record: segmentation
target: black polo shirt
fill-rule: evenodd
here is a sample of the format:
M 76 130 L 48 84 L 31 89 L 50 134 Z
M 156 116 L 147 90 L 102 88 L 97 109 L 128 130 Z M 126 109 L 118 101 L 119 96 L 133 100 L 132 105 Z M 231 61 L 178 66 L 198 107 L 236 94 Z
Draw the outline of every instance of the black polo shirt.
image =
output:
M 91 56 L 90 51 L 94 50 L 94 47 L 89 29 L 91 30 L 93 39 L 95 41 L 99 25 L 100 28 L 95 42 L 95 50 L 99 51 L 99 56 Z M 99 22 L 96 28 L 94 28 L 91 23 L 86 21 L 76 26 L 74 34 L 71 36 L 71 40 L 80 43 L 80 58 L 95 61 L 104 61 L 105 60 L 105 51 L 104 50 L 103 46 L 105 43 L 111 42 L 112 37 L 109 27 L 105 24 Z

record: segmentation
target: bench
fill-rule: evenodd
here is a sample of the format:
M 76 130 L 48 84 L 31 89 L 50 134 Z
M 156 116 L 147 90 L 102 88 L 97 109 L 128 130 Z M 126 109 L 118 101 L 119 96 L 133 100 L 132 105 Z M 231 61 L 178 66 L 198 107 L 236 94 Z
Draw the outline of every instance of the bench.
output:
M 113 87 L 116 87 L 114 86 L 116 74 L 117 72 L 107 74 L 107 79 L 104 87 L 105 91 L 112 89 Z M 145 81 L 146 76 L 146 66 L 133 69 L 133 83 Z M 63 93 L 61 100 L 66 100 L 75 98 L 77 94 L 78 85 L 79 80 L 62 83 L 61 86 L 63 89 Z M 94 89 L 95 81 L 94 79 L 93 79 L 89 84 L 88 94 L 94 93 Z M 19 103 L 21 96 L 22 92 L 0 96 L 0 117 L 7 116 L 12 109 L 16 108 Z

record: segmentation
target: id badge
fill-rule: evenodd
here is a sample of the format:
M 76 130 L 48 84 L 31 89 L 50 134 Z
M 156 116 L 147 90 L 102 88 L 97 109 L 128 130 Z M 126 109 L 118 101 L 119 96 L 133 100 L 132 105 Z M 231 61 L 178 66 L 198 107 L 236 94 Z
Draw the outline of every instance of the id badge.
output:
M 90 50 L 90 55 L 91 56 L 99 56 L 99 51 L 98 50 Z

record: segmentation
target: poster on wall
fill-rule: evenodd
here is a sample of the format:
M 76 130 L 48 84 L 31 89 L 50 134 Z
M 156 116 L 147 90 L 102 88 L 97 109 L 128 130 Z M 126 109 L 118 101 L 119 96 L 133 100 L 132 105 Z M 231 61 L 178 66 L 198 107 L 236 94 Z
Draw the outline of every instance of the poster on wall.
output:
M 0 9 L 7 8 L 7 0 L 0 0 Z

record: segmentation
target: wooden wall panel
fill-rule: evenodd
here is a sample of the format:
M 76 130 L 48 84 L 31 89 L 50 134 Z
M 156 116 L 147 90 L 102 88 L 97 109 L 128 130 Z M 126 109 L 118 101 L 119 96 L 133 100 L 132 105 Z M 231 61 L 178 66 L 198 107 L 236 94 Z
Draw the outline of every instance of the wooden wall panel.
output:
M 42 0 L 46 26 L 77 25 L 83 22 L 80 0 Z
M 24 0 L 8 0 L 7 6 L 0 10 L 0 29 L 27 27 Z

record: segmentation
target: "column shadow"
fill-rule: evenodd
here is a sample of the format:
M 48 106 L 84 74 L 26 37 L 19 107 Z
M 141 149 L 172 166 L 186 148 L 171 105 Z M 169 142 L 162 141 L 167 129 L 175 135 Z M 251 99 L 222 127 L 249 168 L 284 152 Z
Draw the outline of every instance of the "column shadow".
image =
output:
--*--
• Aim of the task: Could you collect every line in the records that contains the string "shadow" and copy each one out in full?

• Response for this exercise:
target: "column shadow"
Draw the outline of every instance of the "column shadow".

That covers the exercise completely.